Dataset entries:
—————
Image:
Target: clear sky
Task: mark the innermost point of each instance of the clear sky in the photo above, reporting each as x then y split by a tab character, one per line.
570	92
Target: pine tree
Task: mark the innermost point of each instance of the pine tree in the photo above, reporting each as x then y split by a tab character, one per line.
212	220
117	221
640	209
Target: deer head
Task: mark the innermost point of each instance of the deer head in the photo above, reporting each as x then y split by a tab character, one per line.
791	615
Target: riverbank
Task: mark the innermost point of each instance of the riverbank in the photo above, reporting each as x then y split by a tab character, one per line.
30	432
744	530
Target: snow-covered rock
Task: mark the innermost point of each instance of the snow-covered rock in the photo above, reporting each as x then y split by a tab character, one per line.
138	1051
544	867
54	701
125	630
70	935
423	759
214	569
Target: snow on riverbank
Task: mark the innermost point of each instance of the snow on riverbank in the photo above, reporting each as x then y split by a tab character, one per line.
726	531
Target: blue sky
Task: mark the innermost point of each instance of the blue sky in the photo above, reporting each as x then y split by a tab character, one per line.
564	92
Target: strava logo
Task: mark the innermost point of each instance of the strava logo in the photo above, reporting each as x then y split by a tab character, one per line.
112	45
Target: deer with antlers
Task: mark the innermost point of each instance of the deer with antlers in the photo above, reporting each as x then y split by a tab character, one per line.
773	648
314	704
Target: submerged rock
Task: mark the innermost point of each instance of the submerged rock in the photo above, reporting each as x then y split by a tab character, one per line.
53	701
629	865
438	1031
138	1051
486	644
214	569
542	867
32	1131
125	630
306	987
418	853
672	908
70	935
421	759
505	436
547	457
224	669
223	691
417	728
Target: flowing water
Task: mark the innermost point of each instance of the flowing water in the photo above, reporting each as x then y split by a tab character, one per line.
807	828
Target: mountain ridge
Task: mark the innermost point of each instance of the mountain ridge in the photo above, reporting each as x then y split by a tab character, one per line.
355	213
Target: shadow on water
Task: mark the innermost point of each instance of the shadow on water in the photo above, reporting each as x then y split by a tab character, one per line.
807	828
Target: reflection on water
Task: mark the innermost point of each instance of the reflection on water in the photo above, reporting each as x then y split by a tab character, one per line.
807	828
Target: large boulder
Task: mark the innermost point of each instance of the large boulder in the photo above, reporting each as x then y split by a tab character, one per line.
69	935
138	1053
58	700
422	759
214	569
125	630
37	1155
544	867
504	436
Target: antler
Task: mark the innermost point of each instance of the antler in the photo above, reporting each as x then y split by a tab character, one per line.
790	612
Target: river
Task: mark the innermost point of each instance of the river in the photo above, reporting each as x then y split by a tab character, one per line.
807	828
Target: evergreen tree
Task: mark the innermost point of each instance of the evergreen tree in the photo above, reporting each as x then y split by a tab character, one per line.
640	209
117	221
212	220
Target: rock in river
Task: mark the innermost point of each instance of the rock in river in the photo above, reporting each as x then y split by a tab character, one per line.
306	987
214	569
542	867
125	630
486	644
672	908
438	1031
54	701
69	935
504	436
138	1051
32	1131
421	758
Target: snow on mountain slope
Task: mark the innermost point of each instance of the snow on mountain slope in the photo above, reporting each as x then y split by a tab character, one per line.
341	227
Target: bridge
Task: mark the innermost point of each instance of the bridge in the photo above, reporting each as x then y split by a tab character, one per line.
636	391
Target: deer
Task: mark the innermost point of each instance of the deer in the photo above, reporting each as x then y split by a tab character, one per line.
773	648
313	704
—————
What needs to be done: Without changing a single word, reproduce the entries above.

Written solution:
Image:
Target: clear sky
Task: mark the innermost point of each instance of the clear sky in the photo above, reporting each as x then y split by a tab character, one per line.
570	92
Target: pine tree
Task: mark the innermost point of each instance of the pine tree in the photo above, reporting each as x then y split by a tab character, one per line.
212	220
117	221
640	209
Target: deer head
Task: mark the innermost point of each instance of the deer head in the photo above, reporting each as x then y split by a tab character, one per line.
791	615
Target: riverbank
Task: mark the innermost point of each instance of the riverbank in the photo above, reporting each as x then y split by a tab character, one per line.
30	432
744	530
Target: snow-covered rock
Task: mark the innermost point of each instance of the snow-covered rock in the photo above, reporting each as x then y split by a tab character, one per line.
138	1051
544	867
54	701
125	630
70	935
423	759
214	569
Target: snow on riverbank
Task: mark the innermost point of each instance of the snow on riverbank in the photo above, reporting each as x then y split by a tab character, one per line.
726	531
Target: blue sky
Task: mark the innermost point of each instance of the blue sky in the photo above, reporting each as x then y split by a tab character, one per line.
564	92
Target: strava logo
Task: mark the innermost point of each instance of the strava logo in the photo above, reporting each as x then y split by a tab character, one per line.
112	45
Target: deer with antlers
Task: mark the innermost point of each instance of the deer with antlers in the photo above, reporting each as x then y split by a tab character, one per line.
773	648
314	704
Target: submerged rock
Task: mark the innermost point of each instance of the submerged rock in the photo above, reporting each as x then y split by a tab character, one per line.
53	701
629	865
438	1031
138	1051
486	644
214	569
542	867
32	1131
125	630
306	987
418	853
672	908
70	935
421	759
505	436
547	457
224	669
223	691
417	728
Target: flowing water
Task: mark the innermost point of each instance of the flowing water in the photo above, reporting each as x then y split by a tab character, one per line.
807	828
Target: mountain ridge
Task: mark the innermost point of each instance of the mountain ridge in the photo above, reporting each as x then y split by a tab character, one per line.
355	213
Target: shadow on water
Task: mark the innermost point of each instance of the shadow on water in the photo above, reporting each as x then y split by a tab character, one per line.
807	828
Target: reflection on water
Task: mark the innermost point of each instance of the reflection on water in the photo above, reporting each as x then y split by a tab character, one per line.
807	828
Target: large boulder
Task: mark the innermost point of each instance of the large boulder in the photo above, reporting each as x then y split by a tab character, one per line.
69	935
138	1053
58	700
422	759
214	569
125	630
37	1155
544	867
504	436
Target: antler
Task: mark the innermost point of each instance of the antler in the photo above, reporting each as x then y split by a tab character, one per line.
790	612
Target: river
Task: mark the innermost point of each instance of the river in the photo above, reporting each as x then y split by a tab character, one per line.
807	828
Target: evergreen tree
Task: mark the innermost point of each instance of the evergreen tree in the photo above, reporting each as x then y split by a tab character, one per line.
640	209
117	221
212	220
Target: rock in river
Task: mark the innermost point of each instance of the rock in river in the photo above, reporting each as x then y split by a tab character, one per line.
306	987
214	569
542	867
125	630
486	644
672	908
438	1031
54	701
69	935
504	436
138	1051
32	1131
421	758
Target: snow on mountain slope
Task: mark the innermost point of each instance of the snow on mountain slope in the photo above, reporting each as x then y split by a tab character, one per line.
341	227
Target: bridge
Task: mark the innermost point of each instance of the bridge in the photo above, reporting each as x then y split by a tab character, one per line.
636	391
Target: deer
Task: mark the innermost point of each instance of the deer in the photo above, reporting each as x then y split by a tab character, one per line.
773	648
313	704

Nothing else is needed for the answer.